=== Задание ===
Выведите без изменений часть текста о Михайлове начиная со слов «Конечно, защита была» и заканчивая словами «белое просто черно.» включительно.

=== Текст для чтения ===
Конечно, защита была бессильна перед кремлевскими троглодитами, — но зато с помощью адвокатов была восстановлена вся картина судилища, перешедшая затем в книгу Натальи Горбаневской «Полдень», — после чего троглодиты наконец добрались и до Наташи, которой досталось страшнее всех из демонстрантов: Казанская спецпсихушка с принудительным «лечением».

Впоследствии Михайлов сочинил «Адвокатский вальс»:

Конечно, усилия тщетны.

И им не вдолбить ничего.

Предметы для них беспредметны,

А белое просто черно.

Судье заодно с прокурором

Плевать на детальный разбор.

Им лишь бы прикрыть разговором

Готовый уже приговор.

…………………………………………

Ой, правое русское слово.

Луч света в кромешной ночи!

И все будет вечно хреново,

И все же ты вечно звучи!

В том ясе октябре Михайлов предстал перед Бобковым — начальником 5-го отдела КГБ, осуществлявшего контроль над идейными диверсантами. Тон беседы был избран вежливый, Михайлова предупреждали, что обо всех его подвигах, в том числе и о свердловском, осведомлены, и просили вообще воздержаться от концертов. А взамен обещали не чинить препятствий в творческой работе. Были затронуты и общие проблемы и даже проявлено определенное понимание, и Михайлов даже удивился, как по-человечески с ним говорят, но Бобков сказал тем же серьезным и проникновенным тоном:

— А вы знаете, что если бы мы не вошли в Чехословакию, завтра там были бы немцы?

=== Исходные данные ===

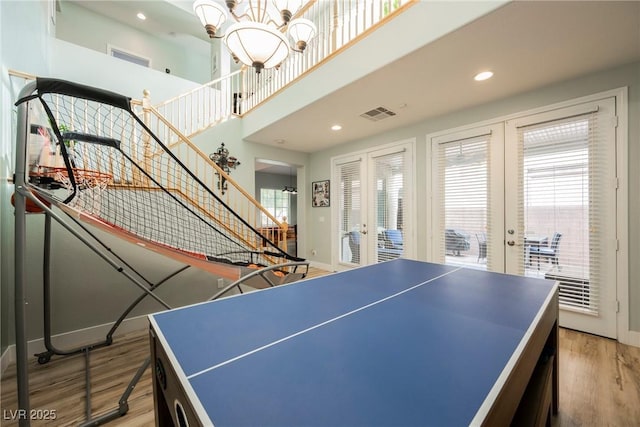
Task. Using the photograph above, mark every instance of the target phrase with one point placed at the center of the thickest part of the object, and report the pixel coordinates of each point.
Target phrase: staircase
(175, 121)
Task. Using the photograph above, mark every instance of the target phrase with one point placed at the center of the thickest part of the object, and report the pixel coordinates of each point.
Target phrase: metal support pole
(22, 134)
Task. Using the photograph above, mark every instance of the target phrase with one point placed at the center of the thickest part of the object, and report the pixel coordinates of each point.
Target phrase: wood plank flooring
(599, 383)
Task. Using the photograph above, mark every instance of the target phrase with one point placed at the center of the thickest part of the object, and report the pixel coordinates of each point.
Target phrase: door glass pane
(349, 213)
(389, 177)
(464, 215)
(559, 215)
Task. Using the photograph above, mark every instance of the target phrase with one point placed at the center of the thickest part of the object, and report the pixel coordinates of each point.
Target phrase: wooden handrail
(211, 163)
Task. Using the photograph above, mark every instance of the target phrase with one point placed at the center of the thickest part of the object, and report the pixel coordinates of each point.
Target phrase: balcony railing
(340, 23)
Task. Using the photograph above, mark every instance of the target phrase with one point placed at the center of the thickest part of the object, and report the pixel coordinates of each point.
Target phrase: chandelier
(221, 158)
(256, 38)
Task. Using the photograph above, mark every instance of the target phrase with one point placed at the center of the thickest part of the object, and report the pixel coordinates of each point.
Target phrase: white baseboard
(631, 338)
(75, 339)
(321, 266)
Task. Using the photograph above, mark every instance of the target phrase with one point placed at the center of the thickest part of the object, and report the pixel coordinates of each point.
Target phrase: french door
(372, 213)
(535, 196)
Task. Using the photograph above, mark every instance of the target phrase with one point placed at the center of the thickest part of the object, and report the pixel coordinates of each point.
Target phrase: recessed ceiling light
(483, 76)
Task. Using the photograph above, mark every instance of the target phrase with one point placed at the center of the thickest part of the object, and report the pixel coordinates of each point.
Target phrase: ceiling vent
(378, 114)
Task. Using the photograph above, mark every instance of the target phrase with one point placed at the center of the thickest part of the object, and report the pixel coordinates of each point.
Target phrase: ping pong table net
---
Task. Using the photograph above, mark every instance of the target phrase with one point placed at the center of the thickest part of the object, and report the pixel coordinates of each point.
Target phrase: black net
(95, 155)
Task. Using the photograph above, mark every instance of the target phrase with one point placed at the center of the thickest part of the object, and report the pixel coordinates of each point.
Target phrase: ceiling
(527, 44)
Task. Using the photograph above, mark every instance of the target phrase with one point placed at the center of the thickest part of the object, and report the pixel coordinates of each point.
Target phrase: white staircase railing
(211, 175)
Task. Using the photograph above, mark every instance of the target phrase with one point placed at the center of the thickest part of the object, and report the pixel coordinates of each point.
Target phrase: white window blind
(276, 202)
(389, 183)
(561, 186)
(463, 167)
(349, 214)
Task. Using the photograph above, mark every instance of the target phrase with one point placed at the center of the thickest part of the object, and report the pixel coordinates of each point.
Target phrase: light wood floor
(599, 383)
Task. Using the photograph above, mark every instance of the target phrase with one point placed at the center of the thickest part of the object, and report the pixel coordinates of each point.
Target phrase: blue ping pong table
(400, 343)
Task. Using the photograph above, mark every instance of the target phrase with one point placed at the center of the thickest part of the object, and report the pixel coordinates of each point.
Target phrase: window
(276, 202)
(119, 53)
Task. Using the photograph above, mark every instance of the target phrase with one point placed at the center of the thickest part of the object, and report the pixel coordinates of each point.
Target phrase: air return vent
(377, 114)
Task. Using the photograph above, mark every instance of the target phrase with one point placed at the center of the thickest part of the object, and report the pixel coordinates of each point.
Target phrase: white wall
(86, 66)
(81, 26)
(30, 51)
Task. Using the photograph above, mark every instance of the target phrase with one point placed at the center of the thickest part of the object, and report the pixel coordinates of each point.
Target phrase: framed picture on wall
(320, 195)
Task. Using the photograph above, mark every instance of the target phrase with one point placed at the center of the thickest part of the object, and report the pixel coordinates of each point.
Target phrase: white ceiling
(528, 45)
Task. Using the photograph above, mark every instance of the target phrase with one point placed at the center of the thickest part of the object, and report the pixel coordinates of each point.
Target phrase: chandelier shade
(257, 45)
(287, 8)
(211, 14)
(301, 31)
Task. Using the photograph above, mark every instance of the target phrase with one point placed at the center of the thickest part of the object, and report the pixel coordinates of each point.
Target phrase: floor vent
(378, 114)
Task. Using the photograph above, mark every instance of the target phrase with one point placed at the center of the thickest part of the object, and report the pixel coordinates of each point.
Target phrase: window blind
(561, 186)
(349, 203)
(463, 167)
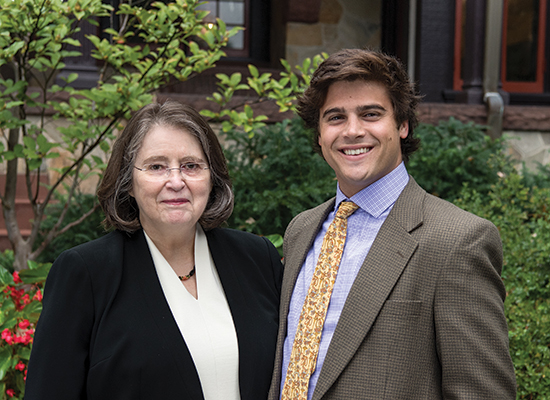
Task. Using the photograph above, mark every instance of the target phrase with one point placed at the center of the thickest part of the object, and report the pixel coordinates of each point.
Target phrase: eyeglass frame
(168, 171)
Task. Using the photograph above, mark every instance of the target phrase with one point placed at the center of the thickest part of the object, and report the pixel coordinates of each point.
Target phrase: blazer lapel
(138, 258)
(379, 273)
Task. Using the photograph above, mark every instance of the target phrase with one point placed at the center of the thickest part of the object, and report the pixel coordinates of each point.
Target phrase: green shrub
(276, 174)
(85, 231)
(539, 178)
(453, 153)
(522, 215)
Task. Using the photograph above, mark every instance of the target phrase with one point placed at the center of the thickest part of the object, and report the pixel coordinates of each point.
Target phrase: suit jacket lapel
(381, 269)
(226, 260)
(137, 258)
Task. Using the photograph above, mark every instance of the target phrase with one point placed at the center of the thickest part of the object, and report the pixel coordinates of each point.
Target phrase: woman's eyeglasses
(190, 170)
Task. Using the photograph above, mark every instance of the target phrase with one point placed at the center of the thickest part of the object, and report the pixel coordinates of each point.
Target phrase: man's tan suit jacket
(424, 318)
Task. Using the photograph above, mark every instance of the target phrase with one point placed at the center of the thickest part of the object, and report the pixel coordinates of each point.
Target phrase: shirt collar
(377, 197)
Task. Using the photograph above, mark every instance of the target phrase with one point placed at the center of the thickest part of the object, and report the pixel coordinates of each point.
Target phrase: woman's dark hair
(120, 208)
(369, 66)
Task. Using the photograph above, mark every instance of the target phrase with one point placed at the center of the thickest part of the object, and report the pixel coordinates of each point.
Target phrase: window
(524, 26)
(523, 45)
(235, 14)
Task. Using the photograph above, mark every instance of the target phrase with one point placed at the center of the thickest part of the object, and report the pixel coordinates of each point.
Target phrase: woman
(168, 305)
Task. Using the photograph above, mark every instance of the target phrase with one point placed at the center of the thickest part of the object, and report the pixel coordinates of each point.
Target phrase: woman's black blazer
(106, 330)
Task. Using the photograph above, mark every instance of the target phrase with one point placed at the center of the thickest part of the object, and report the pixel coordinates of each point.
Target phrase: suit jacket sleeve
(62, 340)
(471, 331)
* * *
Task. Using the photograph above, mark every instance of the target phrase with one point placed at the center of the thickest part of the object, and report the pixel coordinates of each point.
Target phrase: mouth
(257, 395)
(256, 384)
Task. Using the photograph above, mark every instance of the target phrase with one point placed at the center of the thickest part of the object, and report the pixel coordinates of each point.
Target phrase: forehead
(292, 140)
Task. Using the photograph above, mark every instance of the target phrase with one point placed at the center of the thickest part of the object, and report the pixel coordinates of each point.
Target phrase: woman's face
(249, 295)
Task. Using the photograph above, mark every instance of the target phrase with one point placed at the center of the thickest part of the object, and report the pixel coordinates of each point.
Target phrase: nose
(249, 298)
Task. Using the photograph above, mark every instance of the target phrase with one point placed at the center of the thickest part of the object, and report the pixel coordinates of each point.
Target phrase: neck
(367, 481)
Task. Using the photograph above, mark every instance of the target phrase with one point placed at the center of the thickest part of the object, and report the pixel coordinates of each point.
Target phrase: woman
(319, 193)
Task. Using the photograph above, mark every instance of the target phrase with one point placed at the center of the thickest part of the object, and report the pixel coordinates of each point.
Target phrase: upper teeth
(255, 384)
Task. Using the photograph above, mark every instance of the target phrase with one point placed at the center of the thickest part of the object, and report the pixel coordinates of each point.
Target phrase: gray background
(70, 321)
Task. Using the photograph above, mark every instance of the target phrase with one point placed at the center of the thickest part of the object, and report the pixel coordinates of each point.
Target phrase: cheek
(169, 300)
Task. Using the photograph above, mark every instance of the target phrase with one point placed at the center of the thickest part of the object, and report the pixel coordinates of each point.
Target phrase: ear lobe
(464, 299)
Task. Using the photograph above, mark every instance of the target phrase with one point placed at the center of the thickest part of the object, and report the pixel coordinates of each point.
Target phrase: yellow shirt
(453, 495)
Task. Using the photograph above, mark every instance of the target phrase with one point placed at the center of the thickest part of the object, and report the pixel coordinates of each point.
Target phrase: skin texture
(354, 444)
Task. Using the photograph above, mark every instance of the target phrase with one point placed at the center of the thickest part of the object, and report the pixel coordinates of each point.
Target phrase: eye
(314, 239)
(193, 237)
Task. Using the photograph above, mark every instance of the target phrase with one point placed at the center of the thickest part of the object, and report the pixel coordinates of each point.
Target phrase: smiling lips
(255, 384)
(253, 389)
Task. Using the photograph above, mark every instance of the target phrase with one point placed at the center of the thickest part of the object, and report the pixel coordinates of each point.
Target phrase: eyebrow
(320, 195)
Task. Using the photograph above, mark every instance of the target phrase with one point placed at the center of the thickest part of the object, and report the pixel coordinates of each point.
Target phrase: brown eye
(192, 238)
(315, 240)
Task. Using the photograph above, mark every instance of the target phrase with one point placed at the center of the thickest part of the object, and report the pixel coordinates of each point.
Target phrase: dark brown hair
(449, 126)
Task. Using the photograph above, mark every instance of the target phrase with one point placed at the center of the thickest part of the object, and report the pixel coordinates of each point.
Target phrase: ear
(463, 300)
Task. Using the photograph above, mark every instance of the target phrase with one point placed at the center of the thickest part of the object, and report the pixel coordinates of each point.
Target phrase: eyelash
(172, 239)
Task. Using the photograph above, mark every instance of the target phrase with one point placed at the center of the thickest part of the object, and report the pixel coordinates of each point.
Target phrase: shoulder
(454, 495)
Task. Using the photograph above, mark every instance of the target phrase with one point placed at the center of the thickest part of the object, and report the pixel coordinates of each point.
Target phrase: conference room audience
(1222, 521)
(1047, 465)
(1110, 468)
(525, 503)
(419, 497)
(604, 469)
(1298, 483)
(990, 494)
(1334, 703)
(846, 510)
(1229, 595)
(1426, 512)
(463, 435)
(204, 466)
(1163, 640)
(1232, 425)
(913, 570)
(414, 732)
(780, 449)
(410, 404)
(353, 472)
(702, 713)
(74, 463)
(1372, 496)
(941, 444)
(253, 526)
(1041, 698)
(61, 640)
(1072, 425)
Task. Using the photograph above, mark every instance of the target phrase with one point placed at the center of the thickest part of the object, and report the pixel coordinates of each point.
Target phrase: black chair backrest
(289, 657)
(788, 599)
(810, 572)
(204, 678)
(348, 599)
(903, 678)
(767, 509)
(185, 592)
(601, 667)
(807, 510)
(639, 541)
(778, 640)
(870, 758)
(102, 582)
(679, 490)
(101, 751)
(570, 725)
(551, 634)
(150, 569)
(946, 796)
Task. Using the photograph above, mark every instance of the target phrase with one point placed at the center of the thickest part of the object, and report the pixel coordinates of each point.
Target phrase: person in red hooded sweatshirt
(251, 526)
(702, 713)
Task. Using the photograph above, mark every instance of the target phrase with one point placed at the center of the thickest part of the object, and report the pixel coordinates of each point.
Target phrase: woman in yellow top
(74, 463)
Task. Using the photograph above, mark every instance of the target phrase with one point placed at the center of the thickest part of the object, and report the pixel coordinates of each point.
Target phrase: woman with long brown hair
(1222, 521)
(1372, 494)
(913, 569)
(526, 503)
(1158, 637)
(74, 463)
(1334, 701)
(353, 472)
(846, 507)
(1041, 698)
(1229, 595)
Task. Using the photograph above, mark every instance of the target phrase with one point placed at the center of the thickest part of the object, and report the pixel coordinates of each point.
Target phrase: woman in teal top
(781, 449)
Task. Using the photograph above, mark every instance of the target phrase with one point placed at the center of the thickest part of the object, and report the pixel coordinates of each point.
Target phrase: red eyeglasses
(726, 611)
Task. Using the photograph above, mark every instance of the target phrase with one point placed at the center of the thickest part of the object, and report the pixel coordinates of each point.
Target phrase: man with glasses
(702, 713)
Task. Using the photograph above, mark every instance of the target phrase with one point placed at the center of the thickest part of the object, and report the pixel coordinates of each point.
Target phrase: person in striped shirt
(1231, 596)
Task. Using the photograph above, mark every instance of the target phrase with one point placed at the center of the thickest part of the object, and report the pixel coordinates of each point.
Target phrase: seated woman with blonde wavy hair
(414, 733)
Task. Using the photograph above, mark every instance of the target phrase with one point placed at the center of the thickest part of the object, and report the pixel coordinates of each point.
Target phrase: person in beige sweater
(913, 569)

=== Ответ ===
Конечно, защита была бессильна перед кремлевскими троглодитами, — но зато с помощью адвокатов была восстановлена вся картина судилища, перешедшая затем в книгу Натальи Горбаневской «Полдень», — после чего троглодиты наконец добрались и до Наташи, которой досталось страшнее всех из демонстрантов: Казанская спецпсихушка с принудительным «лечением».

Впоследствии Михайлов сочинил «Адвокатский вальс»:

Конечно, усилия тщетны.

И им не вдолбить ничего.

Предметы для них беспредметны,

А белое просто черно.